■ Entries from a pointing dataset:
((
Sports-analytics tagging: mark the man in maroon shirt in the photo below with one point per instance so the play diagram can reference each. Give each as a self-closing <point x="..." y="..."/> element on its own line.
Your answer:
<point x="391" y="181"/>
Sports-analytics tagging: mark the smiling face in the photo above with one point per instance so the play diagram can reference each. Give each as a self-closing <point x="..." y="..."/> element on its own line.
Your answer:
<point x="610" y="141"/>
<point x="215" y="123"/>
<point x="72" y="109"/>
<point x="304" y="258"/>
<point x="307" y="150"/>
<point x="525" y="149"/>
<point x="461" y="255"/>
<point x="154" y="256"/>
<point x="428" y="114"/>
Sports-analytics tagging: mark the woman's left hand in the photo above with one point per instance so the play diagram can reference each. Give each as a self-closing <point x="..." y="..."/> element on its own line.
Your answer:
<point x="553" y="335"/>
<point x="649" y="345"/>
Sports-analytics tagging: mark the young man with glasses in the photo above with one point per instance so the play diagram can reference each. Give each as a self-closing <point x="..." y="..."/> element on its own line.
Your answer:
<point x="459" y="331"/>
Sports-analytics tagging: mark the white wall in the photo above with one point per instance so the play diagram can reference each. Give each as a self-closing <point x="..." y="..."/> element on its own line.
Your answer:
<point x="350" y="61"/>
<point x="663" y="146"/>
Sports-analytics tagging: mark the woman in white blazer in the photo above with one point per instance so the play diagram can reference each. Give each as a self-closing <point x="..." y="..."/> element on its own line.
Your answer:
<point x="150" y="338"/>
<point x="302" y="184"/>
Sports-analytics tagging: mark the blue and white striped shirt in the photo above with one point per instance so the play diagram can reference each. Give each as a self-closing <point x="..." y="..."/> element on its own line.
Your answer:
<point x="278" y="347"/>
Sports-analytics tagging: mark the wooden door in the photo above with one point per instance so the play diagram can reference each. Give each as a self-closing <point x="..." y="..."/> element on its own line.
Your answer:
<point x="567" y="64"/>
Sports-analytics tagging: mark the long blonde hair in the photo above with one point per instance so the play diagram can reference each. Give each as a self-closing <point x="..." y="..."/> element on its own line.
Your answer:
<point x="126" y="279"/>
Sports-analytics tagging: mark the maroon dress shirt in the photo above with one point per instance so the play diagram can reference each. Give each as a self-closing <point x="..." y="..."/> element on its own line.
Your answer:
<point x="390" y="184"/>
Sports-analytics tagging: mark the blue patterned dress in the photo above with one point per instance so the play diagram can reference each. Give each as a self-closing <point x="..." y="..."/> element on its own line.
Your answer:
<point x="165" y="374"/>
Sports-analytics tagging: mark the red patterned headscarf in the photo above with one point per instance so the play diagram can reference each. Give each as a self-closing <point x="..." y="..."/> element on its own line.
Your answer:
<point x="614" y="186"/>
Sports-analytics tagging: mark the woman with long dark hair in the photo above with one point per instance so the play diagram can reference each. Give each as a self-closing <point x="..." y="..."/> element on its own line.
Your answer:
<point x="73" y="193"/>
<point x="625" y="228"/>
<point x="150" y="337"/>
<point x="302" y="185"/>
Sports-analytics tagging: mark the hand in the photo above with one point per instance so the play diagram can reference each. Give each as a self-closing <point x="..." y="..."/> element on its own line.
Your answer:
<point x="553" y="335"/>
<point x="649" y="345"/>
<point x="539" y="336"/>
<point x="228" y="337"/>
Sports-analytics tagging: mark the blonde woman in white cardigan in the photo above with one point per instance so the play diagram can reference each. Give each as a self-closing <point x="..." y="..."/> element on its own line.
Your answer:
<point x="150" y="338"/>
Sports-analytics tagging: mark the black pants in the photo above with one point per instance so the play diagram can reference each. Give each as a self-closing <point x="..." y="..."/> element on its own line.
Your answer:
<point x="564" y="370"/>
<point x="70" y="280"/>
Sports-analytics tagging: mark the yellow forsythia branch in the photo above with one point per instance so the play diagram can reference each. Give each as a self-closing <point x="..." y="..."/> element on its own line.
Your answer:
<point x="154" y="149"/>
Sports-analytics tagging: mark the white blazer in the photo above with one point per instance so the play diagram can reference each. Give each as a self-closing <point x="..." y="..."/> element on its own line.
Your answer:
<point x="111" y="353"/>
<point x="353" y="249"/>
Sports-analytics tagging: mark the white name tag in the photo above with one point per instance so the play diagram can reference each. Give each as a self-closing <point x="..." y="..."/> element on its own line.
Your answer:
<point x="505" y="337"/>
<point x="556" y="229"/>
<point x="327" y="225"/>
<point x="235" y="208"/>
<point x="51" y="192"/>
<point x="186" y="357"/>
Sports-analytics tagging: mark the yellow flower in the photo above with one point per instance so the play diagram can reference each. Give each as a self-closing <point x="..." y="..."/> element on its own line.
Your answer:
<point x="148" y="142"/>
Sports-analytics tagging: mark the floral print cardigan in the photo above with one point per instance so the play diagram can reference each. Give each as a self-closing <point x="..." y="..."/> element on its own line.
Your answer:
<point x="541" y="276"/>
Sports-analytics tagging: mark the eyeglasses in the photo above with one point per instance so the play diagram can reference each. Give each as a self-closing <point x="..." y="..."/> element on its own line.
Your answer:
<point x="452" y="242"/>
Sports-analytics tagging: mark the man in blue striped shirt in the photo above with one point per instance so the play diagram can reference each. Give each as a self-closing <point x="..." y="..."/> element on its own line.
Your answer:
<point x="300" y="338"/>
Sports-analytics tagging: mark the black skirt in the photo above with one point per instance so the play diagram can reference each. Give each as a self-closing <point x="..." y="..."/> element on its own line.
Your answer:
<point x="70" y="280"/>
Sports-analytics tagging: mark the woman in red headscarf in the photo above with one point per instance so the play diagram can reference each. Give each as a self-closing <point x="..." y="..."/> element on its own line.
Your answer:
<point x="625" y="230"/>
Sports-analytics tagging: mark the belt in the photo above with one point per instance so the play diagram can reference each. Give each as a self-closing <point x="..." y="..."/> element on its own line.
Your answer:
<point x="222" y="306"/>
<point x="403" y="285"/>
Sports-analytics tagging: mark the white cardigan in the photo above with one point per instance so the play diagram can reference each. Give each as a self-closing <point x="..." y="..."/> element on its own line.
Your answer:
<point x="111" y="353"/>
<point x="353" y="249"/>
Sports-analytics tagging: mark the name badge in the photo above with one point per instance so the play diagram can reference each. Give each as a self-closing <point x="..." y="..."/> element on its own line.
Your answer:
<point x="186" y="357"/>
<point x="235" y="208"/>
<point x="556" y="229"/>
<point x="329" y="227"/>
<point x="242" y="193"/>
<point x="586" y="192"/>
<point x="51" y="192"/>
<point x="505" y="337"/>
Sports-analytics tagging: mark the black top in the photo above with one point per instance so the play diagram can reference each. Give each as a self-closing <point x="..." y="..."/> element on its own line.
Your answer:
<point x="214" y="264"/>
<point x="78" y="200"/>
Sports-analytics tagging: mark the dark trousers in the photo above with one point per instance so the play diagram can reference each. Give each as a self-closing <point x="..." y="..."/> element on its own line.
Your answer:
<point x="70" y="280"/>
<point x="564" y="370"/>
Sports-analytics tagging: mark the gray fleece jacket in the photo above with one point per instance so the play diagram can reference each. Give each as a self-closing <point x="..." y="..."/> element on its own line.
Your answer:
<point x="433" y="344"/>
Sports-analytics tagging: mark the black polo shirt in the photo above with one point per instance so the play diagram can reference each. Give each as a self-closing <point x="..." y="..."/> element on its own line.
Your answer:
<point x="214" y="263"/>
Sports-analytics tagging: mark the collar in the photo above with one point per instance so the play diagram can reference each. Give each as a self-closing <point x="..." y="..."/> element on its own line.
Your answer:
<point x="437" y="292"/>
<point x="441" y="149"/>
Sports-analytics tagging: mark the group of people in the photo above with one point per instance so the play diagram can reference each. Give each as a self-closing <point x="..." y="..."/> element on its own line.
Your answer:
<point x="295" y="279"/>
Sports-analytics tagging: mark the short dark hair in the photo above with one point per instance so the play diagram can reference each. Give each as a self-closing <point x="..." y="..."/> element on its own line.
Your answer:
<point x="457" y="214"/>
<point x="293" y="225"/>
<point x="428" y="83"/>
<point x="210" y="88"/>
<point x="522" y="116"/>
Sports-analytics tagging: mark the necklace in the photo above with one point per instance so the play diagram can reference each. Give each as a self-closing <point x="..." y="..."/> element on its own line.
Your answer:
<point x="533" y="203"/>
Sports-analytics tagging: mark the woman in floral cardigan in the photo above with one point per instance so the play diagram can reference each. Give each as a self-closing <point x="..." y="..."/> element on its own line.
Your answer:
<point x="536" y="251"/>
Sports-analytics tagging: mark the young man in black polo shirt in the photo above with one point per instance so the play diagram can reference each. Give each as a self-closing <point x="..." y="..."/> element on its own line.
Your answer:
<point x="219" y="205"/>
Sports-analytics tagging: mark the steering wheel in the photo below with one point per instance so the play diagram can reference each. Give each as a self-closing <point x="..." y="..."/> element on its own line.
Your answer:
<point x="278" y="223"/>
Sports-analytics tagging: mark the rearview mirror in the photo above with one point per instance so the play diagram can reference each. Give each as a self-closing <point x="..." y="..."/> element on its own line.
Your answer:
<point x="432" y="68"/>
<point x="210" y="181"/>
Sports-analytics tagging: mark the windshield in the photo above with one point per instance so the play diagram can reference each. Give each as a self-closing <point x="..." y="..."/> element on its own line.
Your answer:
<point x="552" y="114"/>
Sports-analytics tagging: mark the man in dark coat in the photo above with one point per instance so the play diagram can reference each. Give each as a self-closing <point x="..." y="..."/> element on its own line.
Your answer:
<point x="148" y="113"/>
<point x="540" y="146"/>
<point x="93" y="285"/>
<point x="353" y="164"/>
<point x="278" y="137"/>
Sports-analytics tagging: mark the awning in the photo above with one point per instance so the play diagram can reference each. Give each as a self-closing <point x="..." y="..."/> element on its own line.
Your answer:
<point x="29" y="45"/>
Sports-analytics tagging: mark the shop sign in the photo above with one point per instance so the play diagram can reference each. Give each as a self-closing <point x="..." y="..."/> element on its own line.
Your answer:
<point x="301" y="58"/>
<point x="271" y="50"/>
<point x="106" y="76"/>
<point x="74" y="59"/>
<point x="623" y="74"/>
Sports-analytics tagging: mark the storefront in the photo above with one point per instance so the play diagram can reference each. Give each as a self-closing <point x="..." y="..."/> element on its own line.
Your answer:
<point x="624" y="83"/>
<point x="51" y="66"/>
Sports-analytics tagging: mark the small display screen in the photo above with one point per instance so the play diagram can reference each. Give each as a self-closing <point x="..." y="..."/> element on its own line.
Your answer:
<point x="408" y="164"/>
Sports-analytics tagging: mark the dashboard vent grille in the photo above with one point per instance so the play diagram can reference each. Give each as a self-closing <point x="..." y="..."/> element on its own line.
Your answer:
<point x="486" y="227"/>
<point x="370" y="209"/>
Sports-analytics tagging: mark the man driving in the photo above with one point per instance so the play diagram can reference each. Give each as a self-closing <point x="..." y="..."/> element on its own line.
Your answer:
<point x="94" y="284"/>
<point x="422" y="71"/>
))
Give the lines exactly as they stand, from the line with "Sports-analytics tagging: mark the shop" through the end of the material.

■ WRITTEN RESPONSE:
Sports-analytics tagging: mark the shop sign in the photo above with one point per instance so the play diagram can reference each. Give each as a self-closing <point x="..." y="..."/> element on its own line.
Your answer:
<point x="301" y="58"/>
<point x="271" y="50"/>
<point x="106" y="76"/>
<point x="74" y="59"/>
<point x="623" y="74"/>
Sports-analytics tagging: mark the storefront in the photo above with one point per instance so the play diagram can reference each. Give each as a self-closing <point x="..." y="..."/> element on its own line.
Your answer:
<point x="624" y="83"/>
<point x="51" y="66"/>
Sports-analytics tagging: mark the small display screen in the photo above with one point per instance so the play diagram can reference each. Give each as a self-closing <point x="..." y="..."/> element on its own line.
Your answer:
<point x="408" y="164"/>
Sports-analytics tagging: mark the dashboard vent grille in the photo above with one point per instance so the play diagram can reference each. Give each as a self-closing <point x="..." y="..."/> element on its own line.
Your answer:
<point x="486" y="227"/>
<point x="370" y="209"/>
Sports-analytics tagging: mark the man driving in the photo above with one point per instance so the play diagram can reference each. Give each as a self-closing <point x="..." y="..."/> element on its own line.
Your answer:
<point x="94" y="284"/>
<point x="422" y="71"/>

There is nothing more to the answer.